## Start EXCERPTED DATA
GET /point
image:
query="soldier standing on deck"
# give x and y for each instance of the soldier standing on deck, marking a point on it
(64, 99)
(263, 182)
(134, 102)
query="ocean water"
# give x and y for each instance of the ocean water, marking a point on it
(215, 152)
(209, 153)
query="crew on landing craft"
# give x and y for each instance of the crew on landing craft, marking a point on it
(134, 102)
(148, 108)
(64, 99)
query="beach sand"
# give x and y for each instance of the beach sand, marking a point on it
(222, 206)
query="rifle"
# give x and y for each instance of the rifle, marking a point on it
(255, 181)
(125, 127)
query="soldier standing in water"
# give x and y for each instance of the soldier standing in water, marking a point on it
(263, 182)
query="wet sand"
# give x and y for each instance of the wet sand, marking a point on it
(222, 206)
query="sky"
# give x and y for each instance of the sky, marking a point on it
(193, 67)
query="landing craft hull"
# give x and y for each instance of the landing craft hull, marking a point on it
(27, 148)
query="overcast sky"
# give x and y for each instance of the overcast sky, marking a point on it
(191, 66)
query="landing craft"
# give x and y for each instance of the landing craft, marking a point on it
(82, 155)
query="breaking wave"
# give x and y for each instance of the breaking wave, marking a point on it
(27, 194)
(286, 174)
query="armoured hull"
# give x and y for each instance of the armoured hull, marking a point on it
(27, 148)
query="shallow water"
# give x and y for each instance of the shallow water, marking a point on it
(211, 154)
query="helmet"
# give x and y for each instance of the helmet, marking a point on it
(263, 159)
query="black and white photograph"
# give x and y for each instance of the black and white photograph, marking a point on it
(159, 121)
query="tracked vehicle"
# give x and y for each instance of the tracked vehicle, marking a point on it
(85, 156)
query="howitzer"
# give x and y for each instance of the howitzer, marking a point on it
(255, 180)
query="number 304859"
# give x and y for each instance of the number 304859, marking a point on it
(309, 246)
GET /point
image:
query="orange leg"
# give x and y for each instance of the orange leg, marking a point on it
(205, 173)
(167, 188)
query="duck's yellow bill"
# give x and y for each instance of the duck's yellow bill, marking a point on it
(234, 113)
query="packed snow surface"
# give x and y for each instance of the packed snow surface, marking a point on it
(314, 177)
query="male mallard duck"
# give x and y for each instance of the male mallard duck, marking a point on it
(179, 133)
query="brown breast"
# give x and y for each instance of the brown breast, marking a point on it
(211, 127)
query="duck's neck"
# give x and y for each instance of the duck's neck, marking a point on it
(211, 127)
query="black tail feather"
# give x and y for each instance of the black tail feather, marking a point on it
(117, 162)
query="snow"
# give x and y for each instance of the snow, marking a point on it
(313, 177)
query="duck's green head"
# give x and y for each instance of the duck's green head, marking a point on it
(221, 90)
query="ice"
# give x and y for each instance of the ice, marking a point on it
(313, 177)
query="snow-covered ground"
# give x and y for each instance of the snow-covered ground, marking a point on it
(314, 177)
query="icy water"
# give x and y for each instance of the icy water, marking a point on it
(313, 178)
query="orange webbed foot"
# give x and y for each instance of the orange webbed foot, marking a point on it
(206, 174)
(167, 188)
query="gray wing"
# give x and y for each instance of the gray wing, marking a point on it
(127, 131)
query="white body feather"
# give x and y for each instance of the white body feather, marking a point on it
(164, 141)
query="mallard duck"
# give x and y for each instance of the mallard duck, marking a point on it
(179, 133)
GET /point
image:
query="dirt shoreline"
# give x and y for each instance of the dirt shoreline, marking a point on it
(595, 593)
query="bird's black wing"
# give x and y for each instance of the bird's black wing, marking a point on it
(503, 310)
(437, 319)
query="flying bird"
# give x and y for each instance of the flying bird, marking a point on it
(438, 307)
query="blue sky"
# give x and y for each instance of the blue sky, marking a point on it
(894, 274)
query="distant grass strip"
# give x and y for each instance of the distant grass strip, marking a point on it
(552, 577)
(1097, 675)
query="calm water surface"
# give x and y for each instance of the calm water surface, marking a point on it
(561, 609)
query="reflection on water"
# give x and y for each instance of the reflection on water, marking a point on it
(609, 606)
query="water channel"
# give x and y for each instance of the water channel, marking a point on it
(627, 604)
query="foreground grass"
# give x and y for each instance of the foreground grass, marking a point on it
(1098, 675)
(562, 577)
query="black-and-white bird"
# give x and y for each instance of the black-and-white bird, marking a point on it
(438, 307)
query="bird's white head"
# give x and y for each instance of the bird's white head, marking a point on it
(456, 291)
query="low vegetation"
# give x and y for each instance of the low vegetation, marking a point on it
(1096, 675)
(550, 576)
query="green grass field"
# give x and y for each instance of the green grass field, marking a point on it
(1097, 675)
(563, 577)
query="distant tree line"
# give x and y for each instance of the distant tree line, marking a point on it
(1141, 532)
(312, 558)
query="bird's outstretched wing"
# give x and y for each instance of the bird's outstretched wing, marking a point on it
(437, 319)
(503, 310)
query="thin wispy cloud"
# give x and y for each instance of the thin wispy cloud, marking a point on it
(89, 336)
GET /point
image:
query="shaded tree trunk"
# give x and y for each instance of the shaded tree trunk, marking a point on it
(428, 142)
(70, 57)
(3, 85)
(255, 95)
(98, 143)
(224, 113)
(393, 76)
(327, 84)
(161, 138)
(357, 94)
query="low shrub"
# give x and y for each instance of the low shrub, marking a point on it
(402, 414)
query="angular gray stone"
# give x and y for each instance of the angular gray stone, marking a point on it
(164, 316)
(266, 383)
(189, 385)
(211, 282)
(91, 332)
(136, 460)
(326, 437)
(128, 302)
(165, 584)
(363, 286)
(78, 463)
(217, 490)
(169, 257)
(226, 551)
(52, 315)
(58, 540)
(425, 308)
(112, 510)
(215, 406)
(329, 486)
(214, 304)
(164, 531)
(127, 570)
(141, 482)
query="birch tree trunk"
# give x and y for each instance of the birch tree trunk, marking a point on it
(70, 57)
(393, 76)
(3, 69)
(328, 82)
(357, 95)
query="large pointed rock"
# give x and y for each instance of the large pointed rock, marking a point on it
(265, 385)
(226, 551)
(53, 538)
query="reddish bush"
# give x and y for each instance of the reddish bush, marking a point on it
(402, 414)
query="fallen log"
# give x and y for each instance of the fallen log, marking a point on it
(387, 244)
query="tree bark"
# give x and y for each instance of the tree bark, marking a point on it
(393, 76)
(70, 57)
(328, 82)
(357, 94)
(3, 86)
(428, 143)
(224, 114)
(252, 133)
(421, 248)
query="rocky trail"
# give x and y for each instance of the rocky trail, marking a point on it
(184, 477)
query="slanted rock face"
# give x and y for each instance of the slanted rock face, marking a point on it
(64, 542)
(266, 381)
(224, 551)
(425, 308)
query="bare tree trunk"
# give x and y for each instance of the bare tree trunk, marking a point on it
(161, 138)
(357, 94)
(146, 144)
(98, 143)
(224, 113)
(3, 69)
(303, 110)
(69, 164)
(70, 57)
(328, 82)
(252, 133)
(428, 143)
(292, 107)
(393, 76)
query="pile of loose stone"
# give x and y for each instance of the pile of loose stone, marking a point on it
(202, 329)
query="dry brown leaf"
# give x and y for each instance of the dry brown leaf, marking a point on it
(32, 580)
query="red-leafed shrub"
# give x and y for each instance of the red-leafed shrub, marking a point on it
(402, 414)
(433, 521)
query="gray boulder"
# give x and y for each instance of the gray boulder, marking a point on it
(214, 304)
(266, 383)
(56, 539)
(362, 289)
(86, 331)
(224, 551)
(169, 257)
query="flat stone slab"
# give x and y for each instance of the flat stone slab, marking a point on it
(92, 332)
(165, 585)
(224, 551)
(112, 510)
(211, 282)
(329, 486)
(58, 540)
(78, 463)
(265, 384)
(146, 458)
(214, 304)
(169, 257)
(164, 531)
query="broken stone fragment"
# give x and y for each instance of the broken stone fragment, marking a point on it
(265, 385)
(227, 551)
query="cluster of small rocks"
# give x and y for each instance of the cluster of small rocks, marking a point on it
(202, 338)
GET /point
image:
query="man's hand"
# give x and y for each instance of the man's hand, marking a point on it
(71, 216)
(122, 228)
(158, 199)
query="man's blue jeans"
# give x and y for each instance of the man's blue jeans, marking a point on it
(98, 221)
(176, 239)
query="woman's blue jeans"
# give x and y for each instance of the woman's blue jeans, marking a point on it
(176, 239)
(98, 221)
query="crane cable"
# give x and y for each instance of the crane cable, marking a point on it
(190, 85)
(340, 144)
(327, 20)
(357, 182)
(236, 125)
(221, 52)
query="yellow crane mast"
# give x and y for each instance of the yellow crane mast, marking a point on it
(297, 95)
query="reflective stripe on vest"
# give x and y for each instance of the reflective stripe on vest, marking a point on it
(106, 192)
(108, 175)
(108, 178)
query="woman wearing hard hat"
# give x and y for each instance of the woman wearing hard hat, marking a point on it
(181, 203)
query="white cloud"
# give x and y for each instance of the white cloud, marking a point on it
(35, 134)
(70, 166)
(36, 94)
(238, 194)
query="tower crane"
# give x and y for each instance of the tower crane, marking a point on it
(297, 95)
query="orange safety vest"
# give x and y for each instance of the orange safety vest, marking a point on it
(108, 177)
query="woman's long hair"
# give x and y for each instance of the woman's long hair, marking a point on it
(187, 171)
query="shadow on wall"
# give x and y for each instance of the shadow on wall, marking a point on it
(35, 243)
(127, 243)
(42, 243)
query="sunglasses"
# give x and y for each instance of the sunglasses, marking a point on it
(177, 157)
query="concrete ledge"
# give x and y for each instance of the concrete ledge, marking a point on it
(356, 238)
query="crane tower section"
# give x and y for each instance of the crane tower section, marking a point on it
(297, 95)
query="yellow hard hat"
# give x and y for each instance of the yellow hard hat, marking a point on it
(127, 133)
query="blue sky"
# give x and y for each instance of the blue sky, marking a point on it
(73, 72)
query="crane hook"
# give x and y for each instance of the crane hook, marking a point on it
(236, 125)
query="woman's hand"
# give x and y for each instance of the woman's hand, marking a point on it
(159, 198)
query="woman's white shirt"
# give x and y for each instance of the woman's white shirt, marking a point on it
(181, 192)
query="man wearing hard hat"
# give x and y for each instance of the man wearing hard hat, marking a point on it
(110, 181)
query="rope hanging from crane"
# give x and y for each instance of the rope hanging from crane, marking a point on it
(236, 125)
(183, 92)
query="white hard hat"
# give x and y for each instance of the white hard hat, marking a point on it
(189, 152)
## End EXCERPTED DATA
● EXERCISE DIRECTIONS:
Collect every line of the records that contains the word "thin", and copy each one unchanged.

● RESPONSE TO THE TASK:
query="thin wispy cloud"
# give x and y for each instance of the thin wispy cloud, marking a point on it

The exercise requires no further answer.